Descripción del problema: Convierte en una lista JSON de cadenas las líneas de los registros que van desde la que contiene "[outline] child on beach, per instance" hasta la que contiene "[[[1,259],[0,488],[488,489],[490,224],[416,220],[191,213]]]", ambas incluidas. Pon una cadena por línea y omite las líneas en blanco.

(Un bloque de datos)
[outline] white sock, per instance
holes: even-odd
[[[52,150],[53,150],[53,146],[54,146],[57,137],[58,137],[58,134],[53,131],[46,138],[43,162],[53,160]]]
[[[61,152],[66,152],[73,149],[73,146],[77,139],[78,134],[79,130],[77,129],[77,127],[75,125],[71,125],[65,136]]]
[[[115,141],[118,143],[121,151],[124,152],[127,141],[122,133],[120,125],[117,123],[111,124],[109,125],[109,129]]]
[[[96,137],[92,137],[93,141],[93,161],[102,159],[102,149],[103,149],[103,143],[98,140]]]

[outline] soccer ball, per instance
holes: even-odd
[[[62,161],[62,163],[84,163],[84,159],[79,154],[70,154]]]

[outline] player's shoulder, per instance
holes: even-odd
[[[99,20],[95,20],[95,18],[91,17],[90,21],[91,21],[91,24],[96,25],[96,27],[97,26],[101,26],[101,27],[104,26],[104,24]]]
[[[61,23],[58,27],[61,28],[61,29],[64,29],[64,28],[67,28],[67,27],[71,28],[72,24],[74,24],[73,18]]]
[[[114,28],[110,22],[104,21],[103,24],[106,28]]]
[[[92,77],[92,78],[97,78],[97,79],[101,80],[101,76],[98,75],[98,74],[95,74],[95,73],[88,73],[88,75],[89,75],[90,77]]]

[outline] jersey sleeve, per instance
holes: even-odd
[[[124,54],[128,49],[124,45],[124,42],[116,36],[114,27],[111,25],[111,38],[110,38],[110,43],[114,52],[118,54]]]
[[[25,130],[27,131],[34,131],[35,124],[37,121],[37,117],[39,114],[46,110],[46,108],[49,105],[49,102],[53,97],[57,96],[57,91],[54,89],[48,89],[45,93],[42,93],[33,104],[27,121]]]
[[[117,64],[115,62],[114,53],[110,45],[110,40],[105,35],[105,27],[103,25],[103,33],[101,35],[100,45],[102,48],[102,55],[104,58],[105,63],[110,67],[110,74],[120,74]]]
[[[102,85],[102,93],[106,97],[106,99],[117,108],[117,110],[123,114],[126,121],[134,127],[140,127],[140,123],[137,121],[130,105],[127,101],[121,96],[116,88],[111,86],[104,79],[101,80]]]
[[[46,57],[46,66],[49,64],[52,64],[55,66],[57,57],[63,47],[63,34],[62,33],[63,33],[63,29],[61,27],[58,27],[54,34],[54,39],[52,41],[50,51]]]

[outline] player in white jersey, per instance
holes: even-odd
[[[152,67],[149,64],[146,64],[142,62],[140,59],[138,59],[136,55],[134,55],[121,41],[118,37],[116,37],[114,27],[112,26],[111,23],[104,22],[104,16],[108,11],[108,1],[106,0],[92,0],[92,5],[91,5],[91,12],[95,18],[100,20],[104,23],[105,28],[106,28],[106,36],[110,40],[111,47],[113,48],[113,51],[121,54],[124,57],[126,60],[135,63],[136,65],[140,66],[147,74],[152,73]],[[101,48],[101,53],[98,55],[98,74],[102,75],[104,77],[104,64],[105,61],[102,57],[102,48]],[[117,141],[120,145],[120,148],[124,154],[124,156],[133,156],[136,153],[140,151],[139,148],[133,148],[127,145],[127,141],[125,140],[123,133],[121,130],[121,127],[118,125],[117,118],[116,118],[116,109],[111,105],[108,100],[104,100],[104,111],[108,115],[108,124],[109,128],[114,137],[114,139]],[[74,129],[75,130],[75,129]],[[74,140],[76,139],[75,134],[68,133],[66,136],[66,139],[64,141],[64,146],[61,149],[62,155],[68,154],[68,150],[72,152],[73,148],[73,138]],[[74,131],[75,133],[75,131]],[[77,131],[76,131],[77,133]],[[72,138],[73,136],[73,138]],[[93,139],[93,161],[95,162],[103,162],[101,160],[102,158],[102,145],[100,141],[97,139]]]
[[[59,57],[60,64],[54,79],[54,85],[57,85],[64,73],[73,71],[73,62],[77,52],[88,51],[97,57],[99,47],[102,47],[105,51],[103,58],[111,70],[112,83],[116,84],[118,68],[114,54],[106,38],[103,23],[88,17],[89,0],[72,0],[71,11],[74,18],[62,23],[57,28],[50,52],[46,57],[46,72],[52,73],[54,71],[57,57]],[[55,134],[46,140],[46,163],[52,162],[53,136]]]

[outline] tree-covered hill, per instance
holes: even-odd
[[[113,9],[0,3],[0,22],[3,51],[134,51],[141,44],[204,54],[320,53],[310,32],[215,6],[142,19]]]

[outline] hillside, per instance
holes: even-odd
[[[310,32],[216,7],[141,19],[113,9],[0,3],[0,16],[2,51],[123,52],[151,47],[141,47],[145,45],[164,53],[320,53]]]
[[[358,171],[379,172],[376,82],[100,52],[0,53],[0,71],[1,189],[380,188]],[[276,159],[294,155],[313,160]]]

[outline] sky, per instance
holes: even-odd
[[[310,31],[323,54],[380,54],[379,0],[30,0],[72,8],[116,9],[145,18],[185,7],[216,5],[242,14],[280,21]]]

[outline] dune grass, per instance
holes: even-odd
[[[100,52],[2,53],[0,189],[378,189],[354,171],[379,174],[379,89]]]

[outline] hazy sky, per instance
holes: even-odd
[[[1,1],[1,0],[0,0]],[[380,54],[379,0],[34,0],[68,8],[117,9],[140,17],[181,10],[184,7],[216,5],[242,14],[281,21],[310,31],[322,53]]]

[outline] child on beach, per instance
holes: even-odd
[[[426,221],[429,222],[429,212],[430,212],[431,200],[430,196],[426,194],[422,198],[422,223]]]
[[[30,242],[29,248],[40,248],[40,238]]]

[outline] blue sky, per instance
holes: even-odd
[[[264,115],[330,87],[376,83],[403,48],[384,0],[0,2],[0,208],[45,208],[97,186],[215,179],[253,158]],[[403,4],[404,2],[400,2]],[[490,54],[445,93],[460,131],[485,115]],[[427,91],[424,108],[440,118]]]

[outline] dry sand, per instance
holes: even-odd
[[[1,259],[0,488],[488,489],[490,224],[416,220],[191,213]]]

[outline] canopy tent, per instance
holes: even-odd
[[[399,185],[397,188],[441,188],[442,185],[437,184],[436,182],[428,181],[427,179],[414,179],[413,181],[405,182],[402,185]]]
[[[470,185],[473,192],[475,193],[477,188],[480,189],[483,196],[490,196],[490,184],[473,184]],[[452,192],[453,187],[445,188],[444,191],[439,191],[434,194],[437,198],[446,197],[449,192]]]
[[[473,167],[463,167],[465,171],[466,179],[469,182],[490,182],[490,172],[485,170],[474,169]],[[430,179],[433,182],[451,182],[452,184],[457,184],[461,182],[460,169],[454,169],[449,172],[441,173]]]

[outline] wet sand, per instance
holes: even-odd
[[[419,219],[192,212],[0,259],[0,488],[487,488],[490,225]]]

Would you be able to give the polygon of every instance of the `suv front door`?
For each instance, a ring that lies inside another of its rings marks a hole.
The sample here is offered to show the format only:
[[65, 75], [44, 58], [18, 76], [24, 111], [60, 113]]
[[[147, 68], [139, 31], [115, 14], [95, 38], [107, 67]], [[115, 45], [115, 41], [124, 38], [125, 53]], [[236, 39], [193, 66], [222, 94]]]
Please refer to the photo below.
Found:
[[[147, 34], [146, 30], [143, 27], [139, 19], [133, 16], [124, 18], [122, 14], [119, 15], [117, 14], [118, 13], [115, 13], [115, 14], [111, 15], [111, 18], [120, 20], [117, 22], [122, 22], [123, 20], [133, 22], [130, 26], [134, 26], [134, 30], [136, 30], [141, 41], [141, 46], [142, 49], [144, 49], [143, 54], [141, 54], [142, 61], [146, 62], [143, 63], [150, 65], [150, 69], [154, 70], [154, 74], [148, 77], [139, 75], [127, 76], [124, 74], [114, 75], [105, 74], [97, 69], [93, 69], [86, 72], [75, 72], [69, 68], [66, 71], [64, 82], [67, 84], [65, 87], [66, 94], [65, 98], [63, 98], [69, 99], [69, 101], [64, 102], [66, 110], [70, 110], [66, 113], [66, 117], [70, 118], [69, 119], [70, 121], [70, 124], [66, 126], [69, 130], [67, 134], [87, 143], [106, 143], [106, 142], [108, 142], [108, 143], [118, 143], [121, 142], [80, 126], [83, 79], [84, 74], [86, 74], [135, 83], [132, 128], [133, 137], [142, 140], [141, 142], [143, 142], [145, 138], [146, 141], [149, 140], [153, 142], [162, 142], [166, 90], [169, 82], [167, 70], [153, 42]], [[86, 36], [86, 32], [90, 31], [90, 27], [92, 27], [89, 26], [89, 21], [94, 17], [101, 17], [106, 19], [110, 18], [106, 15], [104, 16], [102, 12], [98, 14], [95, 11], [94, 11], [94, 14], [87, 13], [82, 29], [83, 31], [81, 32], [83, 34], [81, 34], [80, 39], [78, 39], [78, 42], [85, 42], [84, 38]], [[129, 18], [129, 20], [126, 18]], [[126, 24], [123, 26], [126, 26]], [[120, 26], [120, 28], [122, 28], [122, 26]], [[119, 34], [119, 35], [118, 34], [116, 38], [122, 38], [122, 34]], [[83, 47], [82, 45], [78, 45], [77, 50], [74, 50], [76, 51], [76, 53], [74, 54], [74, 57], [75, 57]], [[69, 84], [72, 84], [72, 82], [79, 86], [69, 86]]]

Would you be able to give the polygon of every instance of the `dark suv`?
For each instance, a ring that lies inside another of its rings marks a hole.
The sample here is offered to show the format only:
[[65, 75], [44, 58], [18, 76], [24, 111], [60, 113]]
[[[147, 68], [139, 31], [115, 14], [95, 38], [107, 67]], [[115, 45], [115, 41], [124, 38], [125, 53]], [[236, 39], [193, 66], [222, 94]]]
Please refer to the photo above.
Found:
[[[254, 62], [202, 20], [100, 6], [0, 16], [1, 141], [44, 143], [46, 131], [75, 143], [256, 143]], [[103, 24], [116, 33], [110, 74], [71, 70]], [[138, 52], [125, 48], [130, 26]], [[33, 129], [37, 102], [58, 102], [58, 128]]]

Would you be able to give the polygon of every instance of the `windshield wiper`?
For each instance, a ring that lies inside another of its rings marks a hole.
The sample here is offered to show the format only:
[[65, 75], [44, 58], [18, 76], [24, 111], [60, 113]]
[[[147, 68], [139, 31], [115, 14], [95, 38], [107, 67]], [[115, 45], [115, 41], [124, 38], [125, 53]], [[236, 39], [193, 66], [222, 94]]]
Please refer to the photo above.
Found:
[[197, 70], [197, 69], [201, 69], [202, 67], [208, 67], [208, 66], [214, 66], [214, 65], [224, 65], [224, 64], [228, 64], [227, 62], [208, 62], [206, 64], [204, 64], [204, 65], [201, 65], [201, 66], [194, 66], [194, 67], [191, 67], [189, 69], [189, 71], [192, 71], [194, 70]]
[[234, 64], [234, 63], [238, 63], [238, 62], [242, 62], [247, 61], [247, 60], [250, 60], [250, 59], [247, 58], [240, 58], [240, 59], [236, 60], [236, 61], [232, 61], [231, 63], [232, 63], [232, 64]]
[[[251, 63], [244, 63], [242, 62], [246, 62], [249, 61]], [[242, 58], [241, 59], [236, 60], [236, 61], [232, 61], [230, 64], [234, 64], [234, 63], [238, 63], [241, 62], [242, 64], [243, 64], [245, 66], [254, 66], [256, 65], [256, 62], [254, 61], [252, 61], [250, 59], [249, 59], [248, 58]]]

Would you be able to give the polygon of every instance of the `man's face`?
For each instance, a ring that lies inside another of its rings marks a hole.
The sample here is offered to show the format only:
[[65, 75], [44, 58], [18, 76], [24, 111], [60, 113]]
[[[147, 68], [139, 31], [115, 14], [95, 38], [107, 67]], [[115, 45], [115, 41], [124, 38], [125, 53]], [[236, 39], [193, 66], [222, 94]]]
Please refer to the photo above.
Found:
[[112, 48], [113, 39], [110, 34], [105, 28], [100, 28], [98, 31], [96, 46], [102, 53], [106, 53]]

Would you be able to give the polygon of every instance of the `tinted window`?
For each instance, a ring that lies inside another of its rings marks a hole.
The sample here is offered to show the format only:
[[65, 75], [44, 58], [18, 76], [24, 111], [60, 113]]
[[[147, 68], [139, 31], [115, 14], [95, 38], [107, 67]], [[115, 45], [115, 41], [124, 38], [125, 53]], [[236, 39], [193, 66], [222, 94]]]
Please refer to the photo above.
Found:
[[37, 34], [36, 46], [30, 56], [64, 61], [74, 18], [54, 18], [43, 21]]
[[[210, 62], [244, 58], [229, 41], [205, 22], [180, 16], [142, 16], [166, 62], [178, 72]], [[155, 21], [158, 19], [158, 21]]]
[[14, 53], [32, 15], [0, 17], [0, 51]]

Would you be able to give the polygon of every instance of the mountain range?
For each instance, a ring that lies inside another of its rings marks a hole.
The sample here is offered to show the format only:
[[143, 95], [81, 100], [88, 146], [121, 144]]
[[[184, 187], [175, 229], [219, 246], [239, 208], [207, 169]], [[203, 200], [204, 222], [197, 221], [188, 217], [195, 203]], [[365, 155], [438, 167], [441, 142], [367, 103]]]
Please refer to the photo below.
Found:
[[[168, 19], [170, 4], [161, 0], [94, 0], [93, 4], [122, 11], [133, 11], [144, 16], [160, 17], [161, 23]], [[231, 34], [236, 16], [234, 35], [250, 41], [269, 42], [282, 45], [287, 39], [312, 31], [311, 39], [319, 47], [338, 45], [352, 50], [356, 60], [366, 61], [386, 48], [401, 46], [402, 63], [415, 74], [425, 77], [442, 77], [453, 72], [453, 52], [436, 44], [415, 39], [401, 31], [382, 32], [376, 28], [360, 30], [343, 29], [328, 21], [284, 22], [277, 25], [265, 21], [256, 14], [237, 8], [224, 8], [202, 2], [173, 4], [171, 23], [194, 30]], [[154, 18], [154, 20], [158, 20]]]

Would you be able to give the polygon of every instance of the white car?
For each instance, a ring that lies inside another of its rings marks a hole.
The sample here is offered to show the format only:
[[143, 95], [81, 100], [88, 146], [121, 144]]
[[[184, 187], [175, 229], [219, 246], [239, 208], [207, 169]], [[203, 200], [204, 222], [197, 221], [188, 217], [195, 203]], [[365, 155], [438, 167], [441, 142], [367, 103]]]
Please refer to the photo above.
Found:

Respuesta:
[
  "[outline] child on beach, per instance",
  "holes: even-odd",
  "[[[426,221],[429,222],[429,212],[430,212],[431,200],[430,196],[426,194],[422,198],[422,223]]]",
  "[[[30,242],[29,248],[40,248],[40,238]]]",
  "[outline] blue sky, per instance",
  "holes: even-odd",
  "[[[264,115],[330,87],[376,83],[403,48],[384,0],[0,2],[0,208],[45,208],[97,186],[215,179],[253,158]],[[403,4],[404,2],[400,2]],[[490,54],[445,93],[460,131],[485,115]],[[427,91],[424,108],[440,118]]]",
  "[outline] dry sand, per instance",
  "holes: even-odd",
  "[[[1,259],[0,488],[488,489],[490,224],[416,220],[191,213]]]"
]